## What the task asks
After finding the line with "Target: white cloud" in the data below, set down exactly each line through the one with "palm frond, put", inclusive, and stop there.

====== Available data

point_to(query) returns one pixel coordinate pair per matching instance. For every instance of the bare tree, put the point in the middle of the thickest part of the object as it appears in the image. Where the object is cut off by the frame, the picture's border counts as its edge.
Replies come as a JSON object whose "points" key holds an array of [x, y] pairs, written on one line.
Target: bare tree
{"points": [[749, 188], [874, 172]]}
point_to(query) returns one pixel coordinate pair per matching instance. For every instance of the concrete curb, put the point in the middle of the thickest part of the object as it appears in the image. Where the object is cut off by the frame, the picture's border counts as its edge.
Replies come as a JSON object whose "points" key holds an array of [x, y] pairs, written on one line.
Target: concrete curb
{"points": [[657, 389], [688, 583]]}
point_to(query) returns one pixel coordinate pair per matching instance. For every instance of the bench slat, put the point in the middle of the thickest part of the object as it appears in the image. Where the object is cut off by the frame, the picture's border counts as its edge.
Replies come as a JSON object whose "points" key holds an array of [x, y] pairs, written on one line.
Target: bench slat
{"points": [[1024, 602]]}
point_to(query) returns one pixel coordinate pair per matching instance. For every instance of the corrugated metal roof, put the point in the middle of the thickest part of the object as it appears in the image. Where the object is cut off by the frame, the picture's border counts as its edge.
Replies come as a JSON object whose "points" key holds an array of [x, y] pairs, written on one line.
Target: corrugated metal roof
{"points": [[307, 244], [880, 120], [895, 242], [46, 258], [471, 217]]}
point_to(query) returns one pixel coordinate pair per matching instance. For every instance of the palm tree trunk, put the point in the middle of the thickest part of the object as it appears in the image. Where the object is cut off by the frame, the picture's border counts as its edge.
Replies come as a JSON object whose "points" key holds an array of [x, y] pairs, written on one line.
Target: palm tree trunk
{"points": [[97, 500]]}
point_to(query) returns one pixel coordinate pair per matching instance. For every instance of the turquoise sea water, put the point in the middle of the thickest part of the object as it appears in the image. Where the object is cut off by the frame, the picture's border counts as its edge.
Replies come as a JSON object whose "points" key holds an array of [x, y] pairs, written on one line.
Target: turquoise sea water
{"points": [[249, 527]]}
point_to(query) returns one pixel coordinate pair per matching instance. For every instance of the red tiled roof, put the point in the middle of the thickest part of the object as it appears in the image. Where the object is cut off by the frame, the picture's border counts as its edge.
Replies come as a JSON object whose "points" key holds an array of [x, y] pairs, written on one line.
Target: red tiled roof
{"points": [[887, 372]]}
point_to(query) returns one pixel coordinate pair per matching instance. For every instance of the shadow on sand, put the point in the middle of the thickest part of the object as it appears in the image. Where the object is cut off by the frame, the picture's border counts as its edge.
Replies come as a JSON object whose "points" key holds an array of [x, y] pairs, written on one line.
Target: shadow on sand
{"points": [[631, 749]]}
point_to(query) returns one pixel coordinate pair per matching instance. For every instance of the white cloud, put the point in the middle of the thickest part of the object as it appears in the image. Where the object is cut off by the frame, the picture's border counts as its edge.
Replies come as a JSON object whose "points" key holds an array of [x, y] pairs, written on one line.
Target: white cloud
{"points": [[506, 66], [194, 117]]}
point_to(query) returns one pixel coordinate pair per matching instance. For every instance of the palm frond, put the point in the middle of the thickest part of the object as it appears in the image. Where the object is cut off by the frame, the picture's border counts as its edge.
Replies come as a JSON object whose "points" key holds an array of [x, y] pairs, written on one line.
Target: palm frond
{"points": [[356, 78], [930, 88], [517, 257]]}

============

## The answer
Target: white cloud
{"points": [[506, 66], [194, 117]]}
point_to(query) returns one pixel coordinate pair per matching instance. For every instance of the palm frond, put the point in the middle of the thickest part of the object as it appears in the image. Where the object is cut off by the frame, the picture's border counts as its edge.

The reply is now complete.